> **SELECTED EXCERPT**

########################################

Erika: Not to beat a dead horse, but rest and recovery is the key. Also, set out to live a balanced life. It would be easy to resent the other parts of your life that get in the way of your training. BUT if you re-frame it and think that it is THOSE OTHER THINGS that you have to do that make you better at everything, you will be more content. Winning that "A" race is not the thing that will bring you long term happiness. You have to find the joy in the simple act of RUNNING in that race. Setting time goals of course are important and it feels awesome to run a time that you wanted to run, but don't think that is what it's all about. It about the fact that you are out there.
Rebecca: Age really shouldn’t be a barrier in whatever you are trying to achieve. Sure, you might have to adjust and modify to make it work. But there is no reason you can’t dream as big, if not bigger at age 40 than you did at age 25. My biggest mistake was thinking that a goal was unachievable because of either how far off I was or the fact that I was getting older. What it comes down to is this, if you want it badly enough and you’re willing to do the work, you can make it happen.

########################################

> **PROBLEMS AND TASKS**
1 > Using the running advice above, answer each question:
(a) What does Erika call the key?
(b) What two ages does Rebecca compare?
(c) According to Erika, what will not bring long-term happiness?
2 > Retype the running advice above from "Erika: Not to" up to and including "are out there.".

########################################

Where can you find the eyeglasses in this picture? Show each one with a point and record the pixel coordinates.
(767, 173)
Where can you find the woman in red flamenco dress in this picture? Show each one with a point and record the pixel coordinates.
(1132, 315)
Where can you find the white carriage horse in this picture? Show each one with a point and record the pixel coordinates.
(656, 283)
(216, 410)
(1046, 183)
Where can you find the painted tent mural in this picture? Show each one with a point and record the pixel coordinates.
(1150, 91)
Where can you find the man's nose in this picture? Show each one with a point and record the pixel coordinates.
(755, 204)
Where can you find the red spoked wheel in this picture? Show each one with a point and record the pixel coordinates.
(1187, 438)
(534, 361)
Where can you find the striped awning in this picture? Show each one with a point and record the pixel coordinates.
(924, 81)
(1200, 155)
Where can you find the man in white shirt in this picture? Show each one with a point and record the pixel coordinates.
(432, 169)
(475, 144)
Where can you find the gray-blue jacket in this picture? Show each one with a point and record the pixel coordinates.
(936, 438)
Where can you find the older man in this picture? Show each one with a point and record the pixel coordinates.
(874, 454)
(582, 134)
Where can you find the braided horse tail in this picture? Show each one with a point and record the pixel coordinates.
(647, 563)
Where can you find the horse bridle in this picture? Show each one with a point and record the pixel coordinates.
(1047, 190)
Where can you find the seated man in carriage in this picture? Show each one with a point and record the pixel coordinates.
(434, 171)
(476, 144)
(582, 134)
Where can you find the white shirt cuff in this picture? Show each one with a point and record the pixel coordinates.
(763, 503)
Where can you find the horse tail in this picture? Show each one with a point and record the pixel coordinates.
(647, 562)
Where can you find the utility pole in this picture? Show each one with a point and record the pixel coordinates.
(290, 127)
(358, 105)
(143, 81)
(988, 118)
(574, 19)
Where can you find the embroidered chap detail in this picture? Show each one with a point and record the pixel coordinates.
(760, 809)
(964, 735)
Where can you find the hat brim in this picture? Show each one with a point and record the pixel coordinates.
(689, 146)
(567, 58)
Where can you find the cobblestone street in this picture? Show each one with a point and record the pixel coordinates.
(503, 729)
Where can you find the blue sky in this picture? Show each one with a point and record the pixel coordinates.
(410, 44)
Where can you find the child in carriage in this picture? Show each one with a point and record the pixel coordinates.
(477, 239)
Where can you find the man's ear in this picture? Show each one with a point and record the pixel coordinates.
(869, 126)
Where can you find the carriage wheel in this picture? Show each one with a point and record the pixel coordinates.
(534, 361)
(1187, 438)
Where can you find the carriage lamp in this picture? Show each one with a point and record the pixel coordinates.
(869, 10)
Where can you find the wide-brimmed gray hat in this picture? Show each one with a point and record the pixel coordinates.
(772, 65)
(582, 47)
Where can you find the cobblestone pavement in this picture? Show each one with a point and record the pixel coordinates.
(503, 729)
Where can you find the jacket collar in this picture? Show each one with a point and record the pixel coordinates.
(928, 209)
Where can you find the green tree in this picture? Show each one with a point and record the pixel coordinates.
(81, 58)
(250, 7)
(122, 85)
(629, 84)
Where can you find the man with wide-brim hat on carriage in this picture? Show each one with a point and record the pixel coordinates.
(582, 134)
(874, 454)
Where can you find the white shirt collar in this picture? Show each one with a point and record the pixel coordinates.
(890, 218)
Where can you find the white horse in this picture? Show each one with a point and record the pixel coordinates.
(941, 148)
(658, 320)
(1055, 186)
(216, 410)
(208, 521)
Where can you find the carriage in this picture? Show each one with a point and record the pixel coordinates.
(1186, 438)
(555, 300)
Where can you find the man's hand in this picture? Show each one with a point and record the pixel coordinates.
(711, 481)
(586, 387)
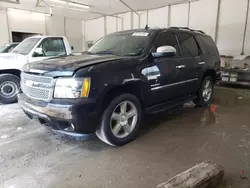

########################################

> **EXPECTED RESULTS**
1 >
(a) Rest and recovery.
(b) 40 and 25.
(c) Winning that "A" race.

2 >
Erika: Not to beat a dead horse, but rest and recovery is the key. Also, set out to live a balanced life. It would be easy to resent the other parts of your life that get in the way of your training. BUT if you re-frame it and think that it is THOSE OTHER THINGS that you have to do that make you better at everything, you will be more content. Winning that "A" race is not the thing that will bring you long term happiness. You have to find the joy in the simple act of RUNNING in that race. Setting time goals of course are important and it feels awesome to run a time that you wanted to run, but don't think that is what it's all about. It about the fact that you are out there.